▶ [Required task]
Locate the line containing "Practice. Identify the dry", then please write out that line and all the lines below it in the entries exactly.
⟨
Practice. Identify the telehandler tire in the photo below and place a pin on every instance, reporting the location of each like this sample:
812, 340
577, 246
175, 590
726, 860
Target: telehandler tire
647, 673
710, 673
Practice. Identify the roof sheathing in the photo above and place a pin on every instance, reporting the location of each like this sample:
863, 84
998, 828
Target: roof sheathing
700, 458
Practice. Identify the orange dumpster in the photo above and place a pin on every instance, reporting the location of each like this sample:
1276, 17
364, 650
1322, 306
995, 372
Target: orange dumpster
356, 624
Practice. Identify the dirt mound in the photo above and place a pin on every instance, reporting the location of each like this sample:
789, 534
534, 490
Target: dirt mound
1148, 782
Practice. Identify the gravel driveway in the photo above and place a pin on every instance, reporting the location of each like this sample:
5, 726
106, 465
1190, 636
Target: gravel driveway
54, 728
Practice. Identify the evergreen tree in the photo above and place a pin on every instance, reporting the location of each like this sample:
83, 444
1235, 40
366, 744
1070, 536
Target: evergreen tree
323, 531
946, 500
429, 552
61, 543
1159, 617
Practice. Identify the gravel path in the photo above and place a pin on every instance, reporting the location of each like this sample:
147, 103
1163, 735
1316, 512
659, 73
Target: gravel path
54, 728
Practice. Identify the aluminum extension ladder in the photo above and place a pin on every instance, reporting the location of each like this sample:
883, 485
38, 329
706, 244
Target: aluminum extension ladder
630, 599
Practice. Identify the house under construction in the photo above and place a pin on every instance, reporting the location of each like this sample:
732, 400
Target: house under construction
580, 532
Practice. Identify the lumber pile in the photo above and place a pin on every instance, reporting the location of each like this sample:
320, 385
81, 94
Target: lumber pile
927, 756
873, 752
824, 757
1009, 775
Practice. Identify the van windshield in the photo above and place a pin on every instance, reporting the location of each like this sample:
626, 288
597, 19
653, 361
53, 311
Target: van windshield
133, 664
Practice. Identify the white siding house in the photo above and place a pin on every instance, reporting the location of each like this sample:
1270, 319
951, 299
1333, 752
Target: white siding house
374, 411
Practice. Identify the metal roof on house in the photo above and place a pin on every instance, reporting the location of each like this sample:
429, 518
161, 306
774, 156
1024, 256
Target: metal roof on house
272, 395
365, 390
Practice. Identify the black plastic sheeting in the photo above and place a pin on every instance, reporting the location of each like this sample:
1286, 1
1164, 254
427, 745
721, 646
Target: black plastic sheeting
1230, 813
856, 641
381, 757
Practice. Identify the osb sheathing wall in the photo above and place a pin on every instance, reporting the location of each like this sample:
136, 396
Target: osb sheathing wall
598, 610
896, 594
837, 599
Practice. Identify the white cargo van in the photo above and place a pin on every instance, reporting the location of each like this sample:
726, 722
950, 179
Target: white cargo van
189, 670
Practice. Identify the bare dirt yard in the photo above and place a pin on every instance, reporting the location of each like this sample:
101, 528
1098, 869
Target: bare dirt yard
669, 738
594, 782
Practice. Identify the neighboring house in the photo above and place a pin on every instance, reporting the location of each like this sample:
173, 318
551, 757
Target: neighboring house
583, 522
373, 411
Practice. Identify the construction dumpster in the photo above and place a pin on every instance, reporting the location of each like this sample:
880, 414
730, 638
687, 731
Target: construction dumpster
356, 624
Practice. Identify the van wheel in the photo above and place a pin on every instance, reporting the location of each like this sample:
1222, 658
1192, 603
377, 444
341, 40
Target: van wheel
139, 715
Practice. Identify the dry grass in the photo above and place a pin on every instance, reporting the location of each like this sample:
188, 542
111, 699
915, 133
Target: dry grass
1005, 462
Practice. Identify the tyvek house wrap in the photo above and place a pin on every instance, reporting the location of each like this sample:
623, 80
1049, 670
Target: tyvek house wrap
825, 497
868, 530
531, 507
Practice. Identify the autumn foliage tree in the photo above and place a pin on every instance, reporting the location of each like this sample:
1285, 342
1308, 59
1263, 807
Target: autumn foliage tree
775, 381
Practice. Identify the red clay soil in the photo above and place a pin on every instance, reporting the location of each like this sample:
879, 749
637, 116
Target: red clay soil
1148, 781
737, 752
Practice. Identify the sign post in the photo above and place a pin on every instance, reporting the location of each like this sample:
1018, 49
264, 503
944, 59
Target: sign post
⟩
▶ [Task result]
Practice. Identify the dry grass in the photo above and place a pin on every instance, reporting the location of each like this sample:
188, 542
111, 699
915, 133
Target: dry grass
1005, 462
Practice. Identify the tyvek house wrap in the photo above and place a pin on every instance, reporting the location of each like this sample:
623, 80
1049, 670
Target: tyvek house wrap
825, 497
868, 530
531, 507
Practice. Identify the autumn foliage tree in the photo above and place a pin on every instance, reporting the location of each like this sample:
1285, 342
1308, 59
1263, 807
Target: autumn foliage tree
775, 381
Practice. Identify the red clay soil in the photo above and place a pin on every instance, reporting the location of each like this sample:
879, 749
637, 116
Target: red clay soil
1148, 781
737, 752
Practice. Identify the sign post in the photo above and place a pin on every instance, reporting the location of each like this sample:
1018, 49
264, 503
944, 59
Target: sign post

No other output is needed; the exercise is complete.